▶ WHAT IS NEEDED
Rewrite all of the material below as a numbered list, one line per item, leaving out blank lines. Don't include the pictures in your answer.

::::::::

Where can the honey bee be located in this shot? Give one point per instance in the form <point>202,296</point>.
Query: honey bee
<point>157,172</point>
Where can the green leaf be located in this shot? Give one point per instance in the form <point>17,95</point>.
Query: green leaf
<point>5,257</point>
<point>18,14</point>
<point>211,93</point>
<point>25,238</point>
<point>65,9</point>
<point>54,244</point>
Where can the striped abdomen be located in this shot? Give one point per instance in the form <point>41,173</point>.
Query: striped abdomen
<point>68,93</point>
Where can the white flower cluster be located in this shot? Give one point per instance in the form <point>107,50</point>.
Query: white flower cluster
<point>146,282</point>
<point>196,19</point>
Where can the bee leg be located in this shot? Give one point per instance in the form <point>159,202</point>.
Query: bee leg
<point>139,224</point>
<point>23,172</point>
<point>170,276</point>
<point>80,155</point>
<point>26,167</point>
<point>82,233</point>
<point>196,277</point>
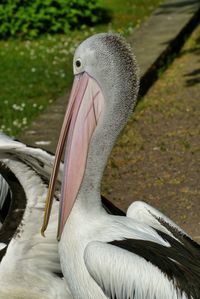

::::::::

▶ RESULT OF THE EXERCISE
1. Where can the honey bee be located in this shot? Give one point per instance in the form <point>202,296</point>.
2. Query: honey bee
3. <point>157,172</point>
4. Where can the green leaf be located in this shot? Give one point per instance in the form <point>17,95</point>.
5. Query: green leaf
6. <point>5,257</point>
7. <point>18,14</point>
8. <point>211,93</point>
9. <point>25,238</point>
10. <point>65,9</point>
11. <point>54,244</point>
12. Where can the striped abdomen be located in this shot? Give one point per instance in the form <point>41,173</point>.
13. Query: striped abdomen
14. <point>68,93</point>
15. Where can the white flower cluster be located in this shot? Give one point per instance in the form <point>107,50</point>.
16. Query: white flower cluster
17. <point>146,282</point>
18. <point>196,19</point>
19. Where can the bee leg be located in this shot? Give one point per instance in the form <point>159,202</point>.
20. Query: bee leg
21. <point>139,224</point>
22. <point>23,172</point>
23. <point>170,276</point>
24. <point>80,155</point>
25. <point>26,167</point>
26. <point>82,233</point>
27. <point>196,277</point>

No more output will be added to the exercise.